» **Natural-language object grounding data**:
□ □ □

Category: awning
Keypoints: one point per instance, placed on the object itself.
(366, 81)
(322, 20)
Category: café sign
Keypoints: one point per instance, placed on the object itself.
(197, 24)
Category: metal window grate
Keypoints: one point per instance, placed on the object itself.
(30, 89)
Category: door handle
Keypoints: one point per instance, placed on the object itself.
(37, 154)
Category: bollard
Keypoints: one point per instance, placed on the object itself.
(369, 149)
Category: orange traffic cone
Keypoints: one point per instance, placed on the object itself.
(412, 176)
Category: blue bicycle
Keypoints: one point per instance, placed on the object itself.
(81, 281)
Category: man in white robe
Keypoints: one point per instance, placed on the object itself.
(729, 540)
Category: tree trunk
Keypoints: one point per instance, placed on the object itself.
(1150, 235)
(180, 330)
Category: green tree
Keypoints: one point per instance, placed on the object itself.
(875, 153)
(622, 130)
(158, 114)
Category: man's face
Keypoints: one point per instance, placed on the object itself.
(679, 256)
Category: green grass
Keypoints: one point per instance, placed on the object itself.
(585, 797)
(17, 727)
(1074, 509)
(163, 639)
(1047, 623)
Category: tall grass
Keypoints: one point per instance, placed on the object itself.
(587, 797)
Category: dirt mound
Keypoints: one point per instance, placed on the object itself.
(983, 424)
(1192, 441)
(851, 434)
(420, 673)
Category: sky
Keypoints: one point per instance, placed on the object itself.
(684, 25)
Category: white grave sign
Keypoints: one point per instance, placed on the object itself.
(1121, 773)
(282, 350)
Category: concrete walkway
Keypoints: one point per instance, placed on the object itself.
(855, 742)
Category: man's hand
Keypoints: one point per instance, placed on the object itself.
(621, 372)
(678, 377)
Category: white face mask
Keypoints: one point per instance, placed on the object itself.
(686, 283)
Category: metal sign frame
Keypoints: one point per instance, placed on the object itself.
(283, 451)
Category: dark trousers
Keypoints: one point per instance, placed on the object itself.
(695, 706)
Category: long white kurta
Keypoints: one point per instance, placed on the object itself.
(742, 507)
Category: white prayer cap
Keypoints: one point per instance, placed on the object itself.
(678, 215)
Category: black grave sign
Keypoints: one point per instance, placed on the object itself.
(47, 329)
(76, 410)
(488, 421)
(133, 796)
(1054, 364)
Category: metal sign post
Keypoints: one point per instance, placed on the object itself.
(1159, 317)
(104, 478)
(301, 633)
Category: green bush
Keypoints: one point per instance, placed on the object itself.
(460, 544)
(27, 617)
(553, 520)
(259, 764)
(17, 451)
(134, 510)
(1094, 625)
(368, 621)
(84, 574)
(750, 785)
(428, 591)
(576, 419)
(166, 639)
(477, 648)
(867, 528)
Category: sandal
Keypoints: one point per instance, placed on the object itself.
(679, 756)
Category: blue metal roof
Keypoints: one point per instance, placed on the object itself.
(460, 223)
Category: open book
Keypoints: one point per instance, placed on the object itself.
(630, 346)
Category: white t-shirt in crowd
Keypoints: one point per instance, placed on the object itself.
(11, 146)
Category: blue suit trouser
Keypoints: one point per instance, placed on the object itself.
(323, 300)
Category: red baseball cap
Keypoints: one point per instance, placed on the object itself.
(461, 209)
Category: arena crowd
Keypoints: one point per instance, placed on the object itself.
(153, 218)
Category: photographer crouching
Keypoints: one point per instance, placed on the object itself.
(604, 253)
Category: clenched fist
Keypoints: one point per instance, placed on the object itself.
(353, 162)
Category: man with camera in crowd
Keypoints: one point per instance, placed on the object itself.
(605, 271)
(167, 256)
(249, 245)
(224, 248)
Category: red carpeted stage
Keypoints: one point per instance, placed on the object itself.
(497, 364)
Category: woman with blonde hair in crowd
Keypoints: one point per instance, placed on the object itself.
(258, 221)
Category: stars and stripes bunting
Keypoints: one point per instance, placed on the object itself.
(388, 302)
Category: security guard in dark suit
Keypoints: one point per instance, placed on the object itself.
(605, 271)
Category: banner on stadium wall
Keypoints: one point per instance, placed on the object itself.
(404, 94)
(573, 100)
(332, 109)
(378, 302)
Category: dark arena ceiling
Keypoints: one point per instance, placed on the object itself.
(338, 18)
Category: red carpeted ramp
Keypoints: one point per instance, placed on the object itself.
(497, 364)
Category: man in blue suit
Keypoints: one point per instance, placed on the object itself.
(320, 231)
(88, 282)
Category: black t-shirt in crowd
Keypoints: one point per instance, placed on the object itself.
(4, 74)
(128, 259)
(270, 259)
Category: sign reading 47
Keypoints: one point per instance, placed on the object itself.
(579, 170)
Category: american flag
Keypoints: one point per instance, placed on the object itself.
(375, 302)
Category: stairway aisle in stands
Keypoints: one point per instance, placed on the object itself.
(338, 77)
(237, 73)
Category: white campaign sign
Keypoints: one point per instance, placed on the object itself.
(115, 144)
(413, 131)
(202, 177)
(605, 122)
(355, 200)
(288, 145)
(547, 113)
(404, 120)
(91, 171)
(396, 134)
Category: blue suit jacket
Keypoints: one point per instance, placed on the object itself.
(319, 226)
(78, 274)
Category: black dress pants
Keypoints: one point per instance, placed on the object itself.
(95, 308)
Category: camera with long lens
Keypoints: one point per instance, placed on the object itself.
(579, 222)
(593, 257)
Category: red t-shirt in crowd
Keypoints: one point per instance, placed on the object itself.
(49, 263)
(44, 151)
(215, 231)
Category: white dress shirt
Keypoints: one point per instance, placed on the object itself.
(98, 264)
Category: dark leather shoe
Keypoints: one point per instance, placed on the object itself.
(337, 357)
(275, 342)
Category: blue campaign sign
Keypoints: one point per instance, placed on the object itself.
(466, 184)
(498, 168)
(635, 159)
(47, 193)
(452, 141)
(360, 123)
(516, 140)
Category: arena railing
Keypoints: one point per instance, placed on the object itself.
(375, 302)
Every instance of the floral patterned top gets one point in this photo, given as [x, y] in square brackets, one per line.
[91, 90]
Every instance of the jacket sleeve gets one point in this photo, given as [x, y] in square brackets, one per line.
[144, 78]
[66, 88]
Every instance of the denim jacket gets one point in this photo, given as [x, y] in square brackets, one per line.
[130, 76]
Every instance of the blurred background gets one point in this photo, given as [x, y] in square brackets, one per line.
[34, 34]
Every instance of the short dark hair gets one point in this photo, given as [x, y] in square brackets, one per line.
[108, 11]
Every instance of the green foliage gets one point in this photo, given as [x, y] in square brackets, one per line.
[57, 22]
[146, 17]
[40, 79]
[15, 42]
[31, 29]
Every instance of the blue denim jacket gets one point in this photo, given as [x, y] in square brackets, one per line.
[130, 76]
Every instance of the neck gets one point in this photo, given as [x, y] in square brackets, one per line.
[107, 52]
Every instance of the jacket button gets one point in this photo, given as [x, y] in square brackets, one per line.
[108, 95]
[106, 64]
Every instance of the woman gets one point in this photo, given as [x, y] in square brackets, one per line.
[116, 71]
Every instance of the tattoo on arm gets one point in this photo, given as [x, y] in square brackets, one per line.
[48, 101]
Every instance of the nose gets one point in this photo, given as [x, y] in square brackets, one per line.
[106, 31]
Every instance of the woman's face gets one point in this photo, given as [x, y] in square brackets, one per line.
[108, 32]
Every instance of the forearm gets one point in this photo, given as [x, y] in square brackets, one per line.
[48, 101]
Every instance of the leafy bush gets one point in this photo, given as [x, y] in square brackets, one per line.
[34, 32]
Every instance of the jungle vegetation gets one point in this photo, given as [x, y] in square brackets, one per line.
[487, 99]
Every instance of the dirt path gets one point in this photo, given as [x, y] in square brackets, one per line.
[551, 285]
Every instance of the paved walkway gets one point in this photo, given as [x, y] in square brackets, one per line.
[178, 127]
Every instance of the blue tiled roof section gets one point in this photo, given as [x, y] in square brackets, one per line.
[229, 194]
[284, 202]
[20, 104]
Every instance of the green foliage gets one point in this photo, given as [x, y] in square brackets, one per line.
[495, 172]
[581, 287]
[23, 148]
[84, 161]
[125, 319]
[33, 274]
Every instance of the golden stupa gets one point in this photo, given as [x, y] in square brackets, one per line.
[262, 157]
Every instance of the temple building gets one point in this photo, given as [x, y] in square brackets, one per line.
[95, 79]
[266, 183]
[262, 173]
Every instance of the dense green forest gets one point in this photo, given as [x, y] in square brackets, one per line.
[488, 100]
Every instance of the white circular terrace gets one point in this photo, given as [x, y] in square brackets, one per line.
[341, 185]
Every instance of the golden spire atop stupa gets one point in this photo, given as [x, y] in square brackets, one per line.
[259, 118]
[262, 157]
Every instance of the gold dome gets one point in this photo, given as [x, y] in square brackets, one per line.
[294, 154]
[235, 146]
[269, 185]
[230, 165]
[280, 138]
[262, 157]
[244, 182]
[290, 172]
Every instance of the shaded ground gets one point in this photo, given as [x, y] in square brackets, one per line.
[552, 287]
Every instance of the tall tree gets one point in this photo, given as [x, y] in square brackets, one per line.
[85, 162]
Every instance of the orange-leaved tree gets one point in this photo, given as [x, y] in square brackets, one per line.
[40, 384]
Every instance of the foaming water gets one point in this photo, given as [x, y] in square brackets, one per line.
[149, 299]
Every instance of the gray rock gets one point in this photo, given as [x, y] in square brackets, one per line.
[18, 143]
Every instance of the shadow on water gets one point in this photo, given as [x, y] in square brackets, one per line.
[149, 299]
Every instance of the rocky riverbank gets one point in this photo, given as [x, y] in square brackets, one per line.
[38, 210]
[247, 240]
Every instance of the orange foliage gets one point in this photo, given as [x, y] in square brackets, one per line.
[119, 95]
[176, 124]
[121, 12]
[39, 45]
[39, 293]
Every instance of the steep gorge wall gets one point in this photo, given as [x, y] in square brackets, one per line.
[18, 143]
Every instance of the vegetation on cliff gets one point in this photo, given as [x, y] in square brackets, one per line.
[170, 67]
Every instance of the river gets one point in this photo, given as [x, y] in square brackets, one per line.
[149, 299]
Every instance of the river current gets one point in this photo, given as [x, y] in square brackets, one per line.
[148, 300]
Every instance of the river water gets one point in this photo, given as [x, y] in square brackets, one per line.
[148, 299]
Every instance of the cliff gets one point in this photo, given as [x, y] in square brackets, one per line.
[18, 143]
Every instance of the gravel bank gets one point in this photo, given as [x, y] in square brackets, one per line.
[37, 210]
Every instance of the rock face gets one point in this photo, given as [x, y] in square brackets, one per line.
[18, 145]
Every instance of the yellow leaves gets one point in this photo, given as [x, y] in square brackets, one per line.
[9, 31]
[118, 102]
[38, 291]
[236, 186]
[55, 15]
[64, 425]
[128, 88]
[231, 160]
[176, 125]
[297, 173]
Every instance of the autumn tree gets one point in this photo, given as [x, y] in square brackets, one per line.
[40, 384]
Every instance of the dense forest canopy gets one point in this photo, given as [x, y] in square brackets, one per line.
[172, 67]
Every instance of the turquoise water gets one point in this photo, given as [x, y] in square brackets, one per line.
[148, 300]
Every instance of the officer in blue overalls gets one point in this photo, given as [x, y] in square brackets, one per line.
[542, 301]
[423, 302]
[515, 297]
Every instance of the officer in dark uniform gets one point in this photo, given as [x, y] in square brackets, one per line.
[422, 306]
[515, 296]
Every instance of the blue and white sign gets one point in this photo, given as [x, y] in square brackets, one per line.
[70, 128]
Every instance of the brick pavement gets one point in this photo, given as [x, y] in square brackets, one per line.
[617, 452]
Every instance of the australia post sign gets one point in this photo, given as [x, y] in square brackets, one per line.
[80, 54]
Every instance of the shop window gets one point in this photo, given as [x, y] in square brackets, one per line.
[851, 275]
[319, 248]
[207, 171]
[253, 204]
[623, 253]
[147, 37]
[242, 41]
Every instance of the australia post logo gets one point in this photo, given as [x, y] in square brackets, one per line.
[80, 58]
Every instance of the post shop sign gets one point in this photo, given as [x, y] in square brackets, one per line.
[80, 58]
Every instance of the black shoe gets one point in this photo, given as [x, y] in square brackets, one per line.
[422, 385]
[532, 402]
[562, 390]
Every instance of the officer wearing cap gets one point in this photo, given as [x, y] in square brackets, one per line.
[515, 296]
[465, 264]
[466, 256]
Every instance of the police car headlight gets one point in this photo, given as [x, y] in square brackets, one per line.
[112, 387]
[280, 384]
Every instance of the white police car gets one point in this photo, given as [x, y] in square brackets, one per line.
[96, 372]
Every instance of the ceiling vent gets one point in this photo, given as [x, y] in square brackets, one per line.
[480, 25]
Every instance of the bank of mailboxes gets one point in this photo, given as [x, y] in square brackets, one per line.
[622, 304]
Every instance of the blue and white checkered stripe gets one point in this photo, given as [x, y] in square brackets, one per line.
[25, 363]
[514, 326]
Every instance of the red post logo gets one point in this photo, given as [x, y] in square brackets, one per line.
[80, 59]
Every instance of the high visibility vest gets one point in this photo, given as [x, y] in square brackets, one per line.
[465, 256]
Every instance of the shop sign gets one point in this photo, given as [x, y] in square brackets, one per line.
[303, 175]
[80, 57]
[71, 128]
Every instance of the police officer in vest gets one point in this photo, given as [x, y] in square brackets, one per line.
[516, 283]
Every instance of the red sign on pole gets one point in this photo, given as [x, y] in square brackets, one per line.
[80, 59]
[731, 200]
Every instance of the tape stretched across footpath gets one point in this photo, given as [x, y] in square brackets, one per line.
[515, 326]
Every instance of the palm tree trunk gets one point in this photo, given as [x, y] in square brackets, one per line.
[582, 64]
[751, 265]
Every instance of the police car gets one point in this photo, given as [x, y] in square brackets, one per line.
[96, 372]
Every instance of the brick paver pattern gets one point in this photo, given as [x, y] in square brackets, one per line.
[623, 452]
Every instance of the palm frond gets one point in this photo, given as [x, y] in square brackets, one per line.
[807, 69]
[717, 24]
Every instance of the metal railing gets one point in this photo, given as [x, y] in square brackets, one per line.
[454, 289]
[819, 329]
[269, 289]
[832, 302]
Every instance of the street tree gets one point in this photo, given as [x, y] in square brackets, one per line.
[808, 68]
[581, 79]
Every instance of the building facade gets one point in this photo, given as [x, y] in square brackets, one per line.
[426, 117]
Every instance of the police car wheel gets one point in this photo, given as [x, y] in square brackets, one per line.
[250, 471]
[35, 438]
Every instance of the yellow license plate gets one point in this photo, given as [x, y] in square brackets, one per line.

□ □ □

» **What you should do**: In the data above, start at the line that has "Category: white face mask", stop after the line that has "Category: black grave sign", and print every line in between exactly as it stands.

» **Result of the exercise**:
Category: white face mask
Keypoints: one point per instance, placed on the object itself.
(686, 283)
Category: metal sign frame
Keypoints: one point per instance, placed on the object itself.
(283, 451)
Category: dark trousers
Keypoints: one point per instance, placed on the object itself.
(695, 706)
Category: long white kurta
Keypoints: one point per instance, placed on the object itself.
(742, 507)
Category: white prayer cap
Keypoints: one point per instance, placed on the object itself.
(678, 215)
Category: black grave sign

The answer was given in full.